▶ [TEXT FOR ANALYSIS]:
It is no wonder that the hymns of Guru Nanak are replete with references to nature, environment, trees, vegetation, plants and animal life.

So when we talk of natural hair loss medications, we should first start with plants, herbs, and fruits that have been used by our ancestors for 1000s of years in India and have proven to be so effective that they were worthy of mention in our holy books.

Sikhism attaches a premium to long hair and necessitates its followers to not cut hair as ordained by nature.

Our culture and religions have stayed very close to them and over 50 Sikh temples are named after indigenous trees.

I mention here names of the temples with trees known for products with hair regrowth properties.
1. Reetha sahib
2. Kalpavriksha sahib
3. Neem Saheb

So Indians have since centuries prayed to nature and this is a part of our proud heritage we should stay close to especially when the Covid Pandemic reminds us of how impermanent, unpredictable, and mortal is our existence on this planet.

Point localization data
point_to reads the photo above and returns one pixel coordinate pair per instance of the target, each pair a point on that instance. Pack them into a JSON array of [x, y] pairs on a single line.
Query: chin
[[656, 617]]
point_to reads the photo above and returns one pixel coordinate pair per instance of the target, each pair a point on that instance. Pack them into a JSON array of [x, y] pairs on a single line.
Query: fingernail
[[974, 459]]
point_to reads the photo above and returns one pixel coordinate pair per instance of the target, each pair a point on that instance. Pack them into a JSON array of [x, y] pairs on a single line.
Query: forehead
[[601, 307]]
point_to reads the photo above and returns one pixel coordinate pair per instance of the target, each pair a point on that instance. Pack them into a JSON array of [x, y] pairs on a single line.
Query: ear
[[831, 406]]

▶ [EXERCISE DIRECTIONS]:
Answer these questions from the text about plants and natural hair loss remedies:
1. How many Sikh temples does it say are named after indigenous trees?
2. What does Sikhism require of its followers concerning their hair?
3. Which three temple names does it list?

▶ [ANSWER TO THIS PROBLEM]:
1. Over 50.
2. Sikhism requires followers not to cut their hair, as ordained by nature.
3. Reetha sahib, Kalpavriksha sahib, and Neem Saheb.